- _What to produce_:
Among the entries that follow, find every line with the word "above" and copy it.

- _Exercise materials_:
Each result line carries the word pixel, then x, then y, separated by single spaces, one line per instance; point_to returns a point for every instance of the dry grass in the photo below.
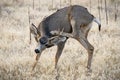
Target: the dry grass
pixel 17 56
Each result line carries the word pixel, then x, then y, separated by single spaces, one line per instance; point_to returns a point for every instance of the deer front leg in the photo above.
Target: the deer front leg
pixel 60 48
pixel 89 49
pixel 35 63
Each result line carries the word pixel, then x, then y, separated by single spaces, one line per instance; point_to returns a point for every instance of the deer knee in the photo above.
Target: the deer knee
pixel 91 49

--

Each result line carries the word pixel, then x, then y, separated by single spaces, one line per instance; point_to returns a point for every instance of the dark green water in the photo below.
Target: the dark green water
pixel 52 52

- _Response for this exercise_:
Each result line carries the word pixel, then x, then y, separated by single spaces, one line per instance; point_to returns a point for every instance of the deer front leg in the photo above.
Each result line carries the word pixel, then x, then y, separated by single spaces, one line per instance; point_to returns a point for every instance of the deer knee in the photo above.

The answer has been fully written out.